** Given records **
====

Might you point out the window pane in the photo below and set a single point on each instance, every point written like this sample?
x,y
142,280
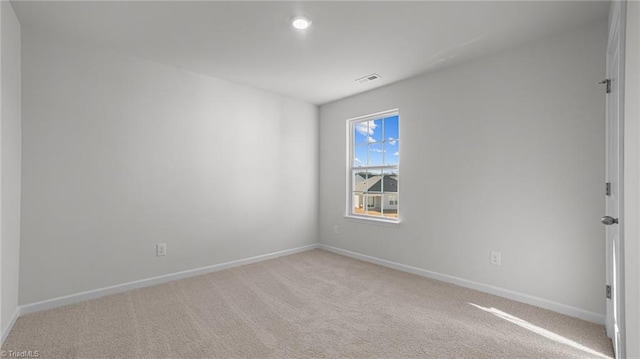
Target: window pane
x,y
390,195
391,128
374,182
373,204
360,155
360,181
358,203
368,131
375,131
375,154
391,153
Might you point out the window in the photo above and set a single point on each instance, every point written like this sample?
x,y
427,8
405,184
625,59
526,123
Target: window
x,y
374,158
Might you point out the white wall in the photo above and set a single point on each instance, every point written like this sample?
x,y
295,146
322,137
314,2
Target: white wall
x,y
504,153
120,153
631,181
10,163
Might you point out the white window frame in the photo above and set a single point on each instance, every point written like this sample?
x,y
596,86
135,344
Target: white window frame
x,y
350,142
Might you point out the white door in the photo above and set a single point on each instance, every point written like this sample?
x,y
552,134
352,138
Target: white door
x,y
613,176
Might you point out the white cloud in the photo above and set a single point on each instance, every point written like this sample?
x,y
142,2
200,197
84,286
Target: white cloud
x,y
366,128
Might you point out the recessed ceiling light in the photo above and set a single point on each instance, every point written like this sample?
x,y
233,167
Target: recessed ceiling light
x,y
301,22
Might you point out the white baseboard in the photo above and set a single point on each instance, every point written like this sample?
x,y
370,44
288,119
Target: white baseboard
x,y
101,292
5,331
501,292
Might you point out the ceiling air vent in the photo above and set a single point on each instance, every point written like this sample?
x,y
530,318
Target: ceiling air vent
x,y
368,78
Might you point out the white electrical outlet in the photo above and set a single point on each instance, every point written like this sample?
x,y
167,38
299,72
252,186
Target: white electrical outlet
x,y
495,258
161,249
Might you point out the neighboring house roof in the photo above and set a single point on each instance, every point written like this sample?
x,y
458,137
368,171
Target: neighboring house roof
x,y
376,184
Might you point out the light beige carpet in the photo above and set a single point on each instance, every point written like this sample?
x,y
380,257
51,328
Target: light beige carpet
x,y
308,305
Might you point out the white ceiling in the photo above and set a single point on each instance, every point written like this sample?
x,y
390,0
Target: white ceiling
x,y
253,43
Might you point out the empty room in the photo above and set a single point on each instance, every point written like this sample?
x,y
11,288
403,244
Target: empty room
x,y
319,179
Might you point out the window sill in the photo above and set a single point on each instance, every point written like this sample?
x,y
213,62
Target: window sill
x,y
375,221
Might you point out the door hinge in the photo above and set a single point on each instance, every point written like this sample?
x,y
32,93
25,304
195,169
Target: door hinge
x,y
607,83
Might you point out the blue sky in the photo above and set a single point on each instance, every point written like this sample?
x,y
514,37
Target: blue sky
x,y
376,141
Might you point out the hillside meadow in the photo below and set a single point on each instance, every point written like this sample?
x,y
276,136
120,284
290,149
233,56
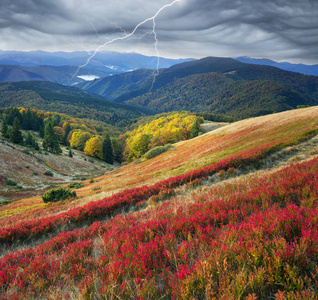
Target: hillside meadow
x,y
182,225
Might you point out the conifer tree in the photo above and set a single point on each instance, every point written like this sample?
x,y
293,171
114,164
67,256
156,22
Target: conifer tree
x,y
195,129
16,134
67,131
108,155
29,139
51,140
4,127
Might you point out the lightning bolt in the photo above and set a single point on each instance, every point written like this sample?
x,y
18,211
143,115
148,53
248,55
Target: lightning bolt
x,y
128,35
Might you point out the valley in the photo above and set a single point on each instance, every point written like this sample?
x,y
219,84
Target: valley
x,y
201,184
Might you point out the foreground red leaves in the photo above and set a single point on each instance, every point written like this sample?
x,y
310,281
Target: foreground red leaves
x,y
239,241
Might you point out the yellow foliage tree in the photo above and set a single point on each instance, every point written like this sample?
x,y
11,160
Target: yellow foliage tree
x,y
79,139
167,128
94,147
60,132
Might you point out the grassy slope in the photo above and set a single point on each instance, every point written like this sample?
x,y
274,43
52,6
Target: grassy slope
x,y
272,131
261,230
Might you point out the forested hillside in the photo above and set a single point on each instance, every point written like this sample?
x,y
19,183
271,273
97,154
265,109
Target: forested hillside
x,y
214,85
77,103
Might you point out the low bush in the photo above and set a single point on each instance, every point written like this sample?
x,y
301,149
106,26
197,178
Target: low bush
x,y
26,151
58,194
11,182
48,173
157,151
75,185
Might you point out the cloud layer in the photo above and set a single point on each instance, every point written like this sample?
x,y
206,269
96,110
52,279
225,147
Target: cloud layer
x,y
277,29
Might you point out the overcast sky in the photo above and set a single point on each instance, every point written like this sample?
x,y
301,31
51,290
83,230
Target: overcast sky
x,y
283,30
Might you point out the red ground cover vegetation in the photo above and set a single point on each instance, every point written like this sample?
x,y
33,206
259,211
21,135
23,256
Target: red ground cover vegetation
x,y
249,240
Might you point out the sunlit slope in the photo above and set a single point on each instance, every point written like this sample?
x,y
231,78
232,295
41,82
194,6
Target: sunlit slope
x,y
235,145
272,131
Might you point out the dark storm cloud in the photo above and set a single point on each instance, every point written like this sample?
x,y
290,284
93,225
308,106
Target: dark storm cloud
x,y
276,29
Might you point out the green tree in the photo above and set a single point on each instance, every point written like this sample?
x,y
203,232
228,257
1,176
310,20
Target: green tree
x,y
79,139
195,129
108,155
29,139
138,145
51,140
16,134
4,127
67,131
94,147
117,149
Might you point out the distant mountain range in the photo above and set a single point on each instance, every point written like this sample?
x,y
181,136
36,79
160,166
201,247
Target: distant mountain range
x,y
108,62
299,68
217,85
48,96
68,75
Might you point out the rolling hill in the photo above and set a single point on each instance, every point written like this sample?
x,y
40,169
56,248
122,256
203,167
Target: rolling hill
x,y
216,85
300,68
48,96
186,224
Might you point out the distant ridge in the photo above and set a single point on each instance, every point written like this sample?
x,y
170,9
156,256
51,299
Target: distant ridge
x,y
212,84
300,68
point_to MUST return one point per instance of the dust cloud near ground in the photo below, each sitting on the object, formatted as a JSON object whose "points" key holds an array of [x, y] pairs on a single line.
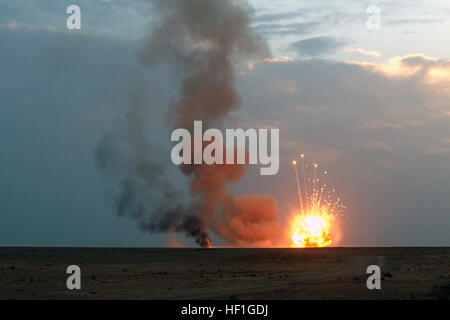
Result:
{"points": [[219, 273]]}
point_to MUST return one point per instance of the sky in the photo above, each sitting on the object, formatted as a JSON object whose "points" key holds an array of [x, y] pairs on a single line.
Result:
{"points": [[370, 106]]}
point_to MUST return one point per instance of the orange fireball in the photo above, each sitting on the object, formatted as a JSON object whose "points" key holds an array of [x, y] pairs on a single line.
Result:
{"points": [[311, 231]]}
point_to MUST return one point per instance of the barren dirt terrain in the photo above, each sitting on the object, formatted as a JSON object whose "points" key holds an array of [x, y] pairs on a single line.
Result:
{"points": [[190, 273]]}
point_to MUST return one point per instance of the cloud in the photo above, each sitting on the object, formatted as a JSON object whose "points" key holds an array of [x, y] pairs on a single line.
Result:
{"points": [[278, 29], [317, 45], [382, 138], [279, 59], [370, 53], [428, 70], [277, 16]]}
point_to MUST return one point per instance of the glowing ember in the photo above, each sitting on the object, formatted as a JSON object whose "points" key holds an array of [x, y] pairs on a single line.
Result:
{"points": [[318, 208]]}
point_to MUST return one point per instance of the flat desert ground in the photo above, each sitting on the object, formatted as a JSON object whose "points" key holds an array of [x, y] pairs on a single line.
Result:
{"points": [[221, 273]]}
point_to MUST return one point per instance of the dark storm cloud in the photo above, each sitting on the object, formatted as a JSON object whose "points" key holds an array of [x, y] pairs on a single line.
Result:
{"points": [[317, 45]]}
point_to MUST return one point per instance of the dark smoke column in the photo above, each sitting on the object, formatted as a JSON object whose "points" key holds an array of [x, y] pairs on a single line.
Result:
{"points": [[201, 40]]}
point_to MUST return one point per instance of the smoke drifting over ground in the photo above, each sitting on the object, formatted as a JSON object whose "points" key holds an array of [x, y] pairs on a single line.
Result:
{"points": [[201, 41]]}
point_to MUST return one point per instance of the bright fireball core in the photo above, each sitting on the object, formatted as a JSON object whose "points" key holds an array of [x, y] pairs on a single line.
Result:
{"points": [[311, 231]]}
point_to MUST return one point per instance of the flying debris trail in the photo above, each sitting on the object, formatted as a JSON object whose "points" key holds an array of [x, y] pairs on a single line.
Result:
{"points": [[201, 41]]}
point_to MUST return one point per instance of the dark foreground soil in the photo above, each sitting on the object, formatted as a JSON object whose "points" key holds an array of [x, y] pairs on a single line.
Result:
{"points": [[189, 273]]}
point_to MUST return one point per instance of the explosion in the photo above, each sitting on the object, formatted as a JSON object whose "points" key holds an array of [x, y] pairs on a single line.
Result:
{"points": [[311, 227]]}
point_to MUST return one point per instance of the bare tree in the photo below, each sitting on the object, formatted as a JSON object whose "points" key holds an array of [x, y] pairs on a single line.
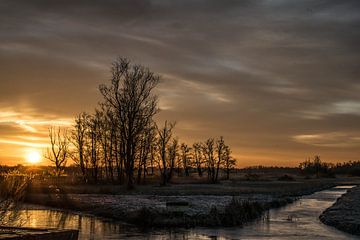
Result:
{"points": [[209, 155], [58, 152], [173, 154], [229, 162], [198, 158], [185, 157], [78, 140], [145, 152], [164, 136], [130, 96], [220, 147]]}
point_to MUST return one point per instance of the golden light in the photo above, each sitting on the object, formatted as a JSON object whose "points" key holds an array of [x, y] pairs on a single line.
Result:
{"points": [[33, 157]]}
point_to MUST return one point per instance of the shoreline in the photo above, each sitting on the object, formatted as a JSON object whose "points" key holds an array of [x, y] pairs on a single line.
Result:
{"points": [[344, 214], [152, 211]]}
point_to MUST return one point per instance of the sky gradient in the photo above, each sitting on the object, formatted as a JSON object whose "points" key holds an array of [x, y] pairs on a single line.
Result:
{"points": [[278, 79]]}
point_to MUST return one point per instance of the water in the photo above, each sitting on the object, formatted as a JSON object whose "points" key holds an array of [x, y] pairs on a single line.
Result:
{"points": [[298, 220]]}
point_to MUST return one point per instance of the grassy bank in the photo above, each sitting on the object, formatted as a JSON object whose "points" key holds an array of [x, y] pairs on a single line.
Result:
{"points": [[345, 213], [224, 204]]}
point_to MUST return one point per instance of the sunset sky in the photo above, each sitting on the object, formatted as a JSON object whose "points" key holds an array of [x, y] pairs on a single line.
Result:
{"points": [[279, 79]]}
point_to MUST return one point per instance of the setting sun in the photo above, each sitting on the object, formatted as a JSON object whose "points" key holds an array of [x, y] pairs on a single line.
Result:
{"points": [[33, 157]]}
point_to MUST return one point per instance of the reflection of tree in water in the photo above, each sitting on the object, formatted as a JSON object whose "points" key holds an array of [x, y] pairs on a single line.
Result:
{"points": [[12, 190]]}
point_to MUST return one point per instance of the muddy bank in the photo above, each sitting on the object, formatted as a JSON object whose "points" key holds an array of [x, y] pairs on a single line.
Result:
{"points": [[166, 211], [175, 210], [345, 213]]}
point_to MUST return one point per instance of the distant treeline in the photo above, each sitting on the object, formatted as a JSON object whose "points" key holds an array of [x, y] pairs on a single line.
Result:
{"points": [[320, 168], [120, 141]]}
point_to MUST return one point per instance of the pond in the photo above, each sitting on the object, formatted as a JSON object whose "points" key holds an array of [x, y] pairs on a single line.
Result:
{"points": [[298, 220]]}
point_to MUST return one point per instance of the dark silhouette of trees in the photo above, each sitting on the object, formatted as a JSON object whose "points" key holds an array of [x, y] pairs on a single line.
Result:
{"points": [[78, 139], [166, 164], [186, 158], [121, 143], [58, 151], [316, 166], [229, 162], [198, 157], [130, 95]]}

====

Go through the material above and copy each line that has the word "fireball".

** Written answer **
point_to MUST return one point per instance of the orange fireball in the photo above, each sitting on the object, formatted as a JSON object whose "points" key holds an array of [x, y] pairs on a single line.
point_to MUST return one point per instance of the bright fireball core in the photo above, each sitting on the object, formatted as a JSON object whose "points" key holds an array of [x, y] pairs on a single line.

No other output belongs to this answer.